Switch "green grass" to "lush grass" in the listing, from the line with "Give the segmentation of every instance of the green" up to and including the line with "List every instance of the green grass here.". Give back only those lines, with everything else unchanged.

####

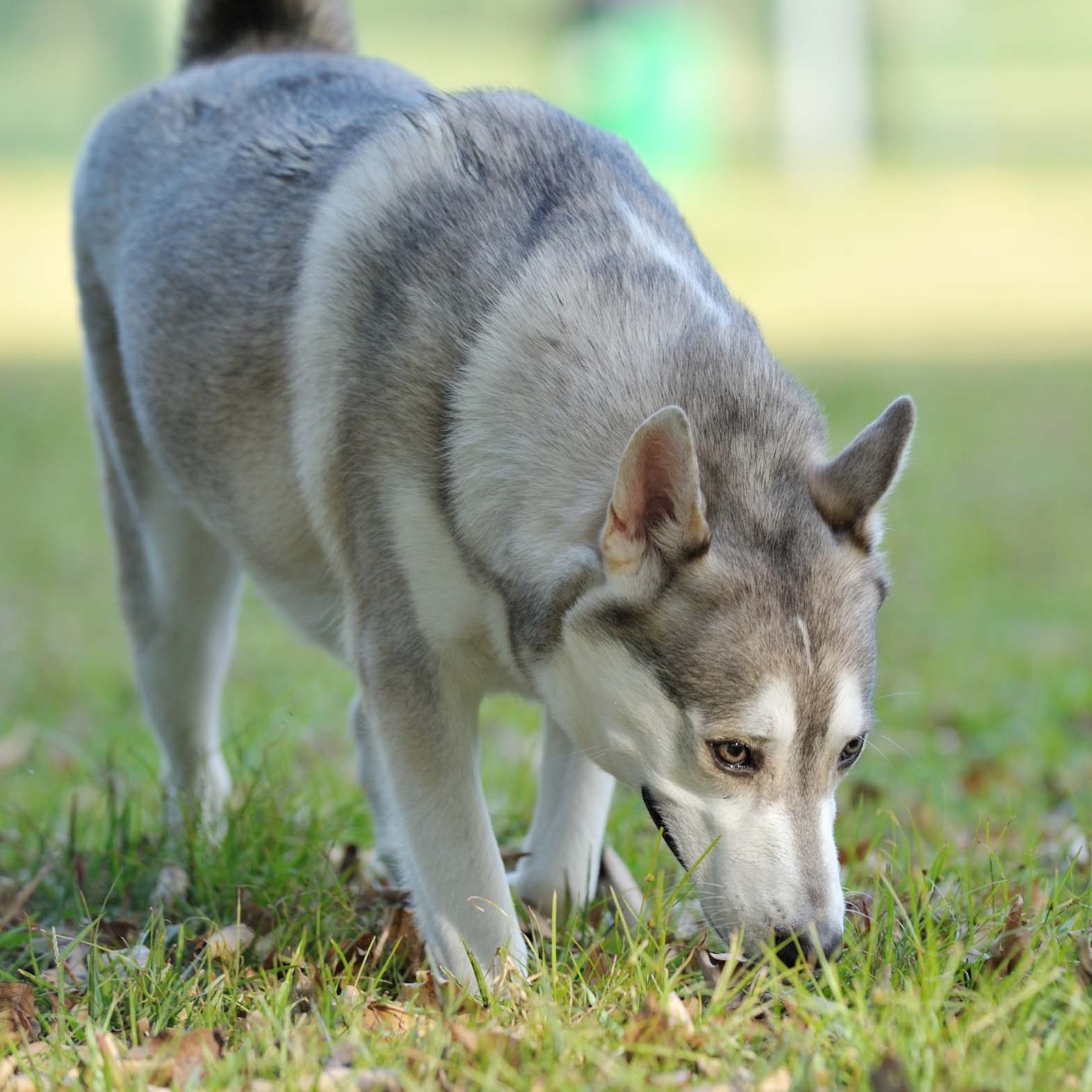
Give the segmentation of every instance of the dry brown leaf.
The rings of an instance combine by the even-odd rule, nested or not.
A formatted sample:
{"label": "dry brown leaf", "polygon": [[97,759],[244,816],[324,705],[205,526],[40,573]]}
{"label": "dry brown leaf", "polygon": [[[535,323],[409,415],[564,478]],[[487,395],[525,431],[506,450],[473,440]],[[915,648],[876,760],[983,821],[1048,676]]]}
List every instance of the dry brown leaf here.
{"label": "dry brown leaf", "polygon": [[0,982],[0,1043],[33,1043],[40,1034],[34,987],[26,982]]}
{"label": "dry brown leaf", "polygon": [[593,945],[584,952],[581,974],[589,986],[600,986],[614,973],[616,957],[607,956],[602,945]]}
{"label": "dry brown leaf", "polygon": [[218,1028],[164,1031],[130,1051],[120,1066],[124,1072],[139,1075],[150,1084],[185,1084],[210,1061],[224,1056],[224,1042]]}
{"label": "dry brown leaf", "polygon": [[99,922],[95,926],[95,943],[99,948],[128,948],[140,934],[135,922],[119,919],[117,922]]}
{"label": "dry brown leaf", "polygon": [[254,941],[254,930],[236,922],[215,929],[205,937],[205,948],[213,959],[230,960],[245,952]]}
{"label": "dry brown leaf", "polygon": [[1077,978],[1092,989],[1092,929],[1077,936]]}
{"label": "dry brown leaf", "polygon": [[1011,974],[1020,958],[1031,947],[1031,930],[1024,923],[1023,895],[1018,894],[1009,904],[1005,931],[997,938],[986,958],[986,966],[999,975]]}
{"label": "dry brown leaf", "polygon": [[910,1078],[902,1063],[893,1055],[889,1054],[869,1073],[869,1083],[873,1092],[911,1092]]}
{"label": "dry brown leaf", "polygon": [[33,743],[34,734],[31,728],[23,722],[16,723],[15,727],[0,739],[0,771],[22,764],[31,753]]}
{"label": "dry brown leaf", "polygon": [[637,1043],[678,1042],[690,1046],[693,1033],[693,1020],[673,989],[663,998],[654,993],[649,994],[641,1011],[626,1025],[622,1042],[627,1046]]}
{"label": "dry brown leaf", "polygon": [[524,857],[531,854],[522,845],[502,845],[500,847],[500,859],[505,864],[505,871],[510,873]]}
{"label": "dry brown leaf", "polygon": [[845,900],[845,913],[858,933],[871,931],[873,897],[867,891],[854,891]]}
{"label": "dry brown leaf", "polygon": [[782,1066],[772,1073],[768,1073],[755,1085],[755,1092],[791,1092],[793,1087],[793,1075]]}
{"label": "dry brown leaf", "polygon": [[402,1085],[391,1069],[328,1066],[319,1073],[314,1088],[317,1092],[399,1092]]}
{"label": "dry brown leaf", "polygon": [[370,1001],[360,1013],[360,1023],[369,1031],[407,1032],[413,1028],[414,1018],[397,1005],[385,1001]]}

####

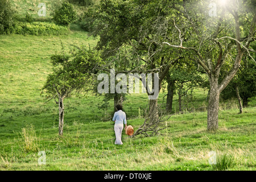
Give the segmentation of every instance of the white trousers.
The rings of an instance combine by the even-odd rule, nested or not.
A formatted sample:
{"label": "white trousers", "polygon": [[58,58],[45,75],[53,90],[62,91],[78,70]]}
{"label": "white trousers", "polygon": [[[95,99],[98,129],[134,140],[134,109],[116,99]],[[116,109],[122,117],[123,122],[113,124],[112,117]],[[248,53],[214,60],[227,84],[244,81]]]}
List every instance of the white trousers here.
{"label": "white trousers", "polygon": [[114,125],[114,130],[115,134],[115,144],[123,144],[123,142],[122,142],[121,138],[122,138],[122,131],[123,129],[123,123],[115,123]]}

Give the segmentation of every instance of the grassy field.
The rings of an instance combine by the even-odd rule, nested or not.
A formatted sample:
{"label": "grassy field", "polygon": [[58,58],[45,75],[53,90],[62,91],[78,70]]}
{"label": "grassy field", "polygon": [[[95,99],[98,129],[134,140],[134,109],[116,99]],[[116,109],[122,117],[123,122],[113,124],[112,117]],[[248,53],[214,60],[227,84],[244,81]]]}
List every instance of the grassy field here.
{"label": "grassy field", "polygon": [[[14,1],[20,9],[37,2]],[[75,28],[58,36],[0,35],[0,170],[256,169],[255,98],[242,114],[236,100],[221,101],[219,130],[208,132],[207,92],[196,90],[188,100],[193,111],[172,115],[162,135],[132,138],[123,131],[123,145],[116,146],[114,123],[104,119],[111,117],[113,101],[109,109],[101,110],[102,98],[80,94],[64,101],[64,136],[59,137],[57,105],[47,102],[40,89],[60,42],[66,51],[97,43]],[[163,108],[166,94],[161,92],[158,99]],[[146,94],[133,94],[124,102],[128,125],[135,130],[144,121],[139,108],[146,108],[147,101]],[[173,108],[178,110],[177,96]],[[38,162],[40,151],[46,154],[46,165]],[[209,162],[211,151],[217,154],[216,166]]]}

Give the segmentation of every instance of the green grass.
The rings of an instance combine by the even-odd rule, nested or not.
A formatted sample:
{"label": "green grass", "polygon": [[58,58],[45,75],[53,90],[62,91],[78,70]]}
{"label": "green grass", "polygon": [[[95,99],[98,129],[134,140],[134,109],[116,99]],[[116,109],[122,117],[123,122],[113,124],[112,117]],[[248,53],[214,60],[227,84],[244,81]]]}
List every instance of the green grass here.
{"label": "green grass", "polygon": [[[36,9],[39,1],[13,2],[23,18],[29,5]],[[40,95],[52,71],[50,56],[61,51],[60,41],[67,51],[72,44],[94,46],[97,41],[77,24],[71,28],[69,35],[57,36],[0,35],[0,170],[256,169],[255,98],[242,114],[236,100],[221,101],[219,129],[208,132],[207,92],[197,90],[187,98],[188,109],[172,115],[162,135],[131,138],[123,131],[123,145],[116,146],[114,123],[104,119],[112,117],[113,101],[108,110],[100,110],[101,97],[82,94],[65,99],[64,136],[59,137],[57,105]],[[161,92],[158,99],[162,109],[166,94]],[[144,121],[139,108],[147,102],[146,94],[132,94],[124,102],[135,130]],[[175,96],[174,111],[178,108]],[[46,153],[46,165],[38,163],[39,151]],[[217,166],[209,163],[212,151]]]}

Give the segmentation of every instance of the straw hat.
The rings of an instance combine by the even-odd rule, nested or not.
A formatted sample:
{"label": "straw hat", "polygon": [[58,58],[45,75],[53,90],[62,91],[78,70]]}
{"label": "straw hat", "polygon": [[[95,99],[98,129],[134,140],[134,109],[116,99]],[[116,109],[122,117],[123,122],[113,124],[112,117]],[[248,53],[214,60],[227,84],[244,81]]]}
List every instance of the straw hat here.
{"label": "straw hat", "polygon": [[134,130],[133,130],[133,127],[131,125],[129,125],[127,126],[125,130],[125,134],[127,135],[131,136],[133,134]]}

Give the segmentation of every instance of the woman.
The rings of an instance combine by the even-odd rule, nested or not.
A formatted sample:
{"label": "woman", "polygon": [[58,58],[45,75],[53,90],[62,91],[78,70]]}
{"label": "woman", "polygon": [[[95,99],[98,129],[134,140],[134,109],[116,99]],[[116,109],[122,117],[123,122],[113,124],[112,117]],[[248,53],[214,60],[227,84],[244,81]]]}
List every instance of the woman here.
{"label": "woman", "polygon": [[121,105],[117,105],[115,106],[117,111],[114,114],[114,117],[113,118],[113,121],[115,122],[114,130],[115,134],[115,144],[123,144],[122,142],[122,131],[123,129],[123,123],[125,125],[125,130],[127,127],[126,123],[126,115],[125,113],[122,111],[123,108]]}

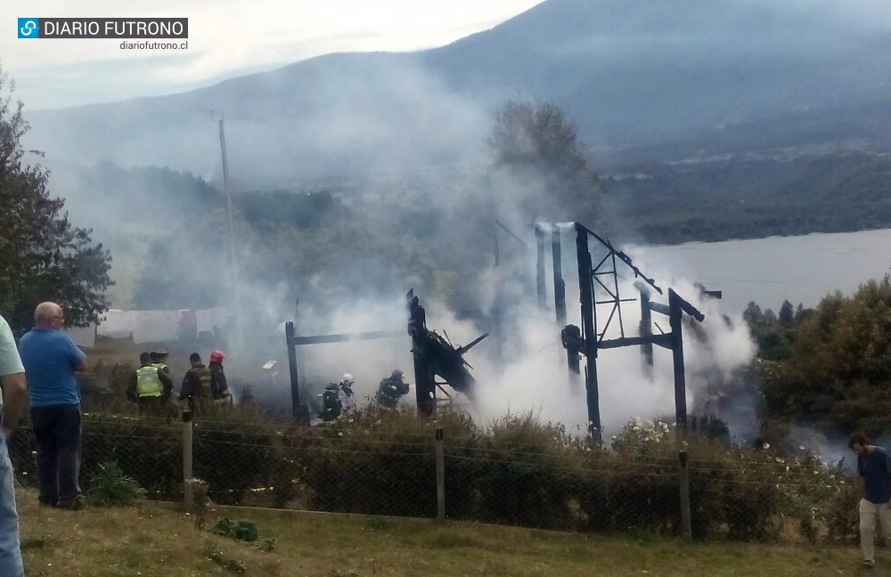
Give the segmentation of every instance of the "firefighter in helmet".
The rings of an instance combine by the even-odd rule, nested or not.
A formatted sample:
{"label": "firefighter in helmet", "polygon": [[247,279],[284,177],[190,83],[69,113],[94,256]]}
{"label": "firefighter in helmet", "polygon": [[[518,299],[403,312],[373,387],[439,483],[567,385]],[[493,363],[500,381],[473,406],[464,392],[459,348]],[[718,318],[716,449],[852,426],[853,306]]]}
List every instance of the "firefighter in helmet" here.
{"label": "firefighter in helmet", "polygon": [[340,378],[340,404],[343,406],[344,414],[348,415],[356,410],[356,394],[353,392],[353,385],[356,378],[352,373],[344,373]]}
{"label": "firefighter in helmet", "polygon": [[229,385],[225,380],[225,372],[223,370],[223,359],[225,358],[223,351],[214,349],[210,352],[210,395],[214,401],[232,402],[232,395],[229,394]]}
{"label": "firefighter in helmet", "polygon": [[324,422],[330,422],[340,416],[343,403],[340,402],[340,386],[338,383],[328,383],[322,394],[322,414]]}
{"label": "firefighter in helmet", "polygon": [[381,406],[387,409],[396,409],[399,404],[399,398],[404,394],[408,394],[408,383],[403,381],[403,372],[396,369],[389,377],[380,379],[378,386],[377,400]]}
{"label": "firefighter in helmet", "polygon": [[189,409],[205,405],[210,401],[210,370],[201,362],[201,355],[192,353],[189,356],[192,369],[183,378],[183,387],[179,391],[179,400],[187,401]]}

####

▸ **Full solution**:
Give the segmentation of every instance of the lush grass.
The rings of an instance combine by the even-odd rule, nested or not.
A formatted sample:
{"label": "lush grass", "polygon": [[58,58],[45,75],[53,90],[62,91],[78,70]]}
{"label": "lush grass", "polygon": [[[95,99],[98,129],[134,140],[134,109],[116,99]],[[116,109],[122,117],[123,122],[113,124],[112,117]],[[248,53],[214,60],[227,84],[244,81]]]}
List every instance of the lush grass here.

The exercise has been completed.